ACTIONS TO TAKE:
**A)** Print the part of the D forum thread on struct init values from "That is UB." to "already destructed object.", word for word.
**B)** Carry on the forum thread about D struct init values and destructors from its last line.

*** DOCUMENT TEXT ***

September 20, 2019
On Thursday, 19 September 2019 at 20:25:53 UTC, Jonathan M Davis wrote:
It has to do
> with how D was designed with the idea that every type has an init value which is known at compile time, and various operations rely on being able to simply blit that init value.

We understand the rationale behind the design. The point is that the idea has never worked. If you define a destructor, you most certainly want the object to be non-trivially initialized at run time. New instances of
that type, even "branded" with .init, are NOT initialized - they are in an invalid state. That is why almost every D struct with a destructor is compelled to implement those opCall/external constructor/lazy initialization hacks.

September 20, 2019
On Thursday, 19 September 2019 at 20:25:53 UTC, Jonathan M Davis wrote:
> with(Fixture.cons())
> {
> }
>

That is UB. The spec does not state clearly, in which cases RVO will be applied. One may not assume that the destructor won't be called again on the already destructed object.


September 19, 2019
n Thursday, September 19, 2019 10:42:51 PM MDT Max Samukha via Digitalmars-d wrote:
> On Thursday, 19 September 2019 at 20:25:53 UTC, Jonathan M Davis
> wrote:
> It has to do
>
> > with how D was designed with the idea that every type has an init value which is known at compile time, and various operations rely on being able to simply blit that init value.
>
> We understand the rationale behind the design. The point is that
> the idea has never worked. If you define a destructor, you most
> certainly want the object to be non-trivially initialized at run
> time. New instances of
> that type, even "branded" with .init, are NOT initialized - they
> are in an invalid state. That is why almost every D struct with a
> destructor is compelled to implement those opCall/external
> constructor/lazy initialization hacks.

Sure, the situation is not perfect, but on the whole, IMHO, it works quite well. What it comes down to is that having init the way we do solves a set of problems that C/C++ has but introduces other problems. There is obviously some disagreement on whether the tradeoff is worth it. Personally, I don't think that the problems introduced merit trying to make it so that structs don't have their default value be init.

*** DATA SEGMENT ***

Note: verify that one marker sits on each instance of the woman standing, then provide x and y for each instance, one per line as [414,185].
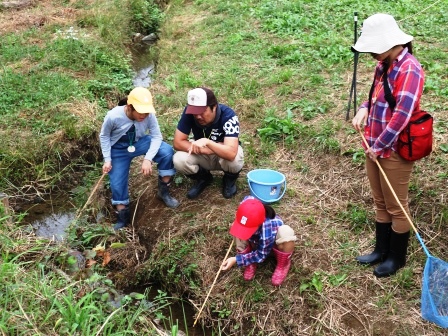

***

RESULTS FOR EACH TASK:
**A)**
That is UB. The spec does not state clearly, in which cases RVO will be applied. One may not assume that the destructor won't be called again on the already destructed object.

**B)**
Regardless, even if we all agreed that we needed to add default constructors for structs, that requires a DIP that goes into great detail about how that's going to work with everything that currently requires that init be the default value for a struct and that it be known at compile time. Given how init works in D, it is not a simple matter to add default constructors, and complaining about it in the newsgroup isn't going to change anything. An actual plan of action would be required, and Walter would have to be convinced that the result is better than what we currently have. Anyone here is free to put in that time and effort if they feel that strongly about it.

- Jonathan M Davis



September 20, 2019
On Friday, 20 September 2019 at 04:42:51 UTC, Max Samukha wrote:
> On Thursday, 19 September 2019 at 20:25:53 UTC, Jonathan M Davis wrote:
> It has to do
>> with how D was designed with the idea that every type has an init value which is known at compile time, and various operations rely on being able to simply blit that init value.
>
> We understand the rationale behind the design. The point is that the idea has never worked. If you define a destructor, you most certainly want the object to be non-trivially initialized at run time. New instances of
> that type, even "branded" with .init, are NOT initialized - they are in an invalid state. That is why almost every D struct with a destructor is compelled to implement those opCall/external constructor/lazy initialization hacks.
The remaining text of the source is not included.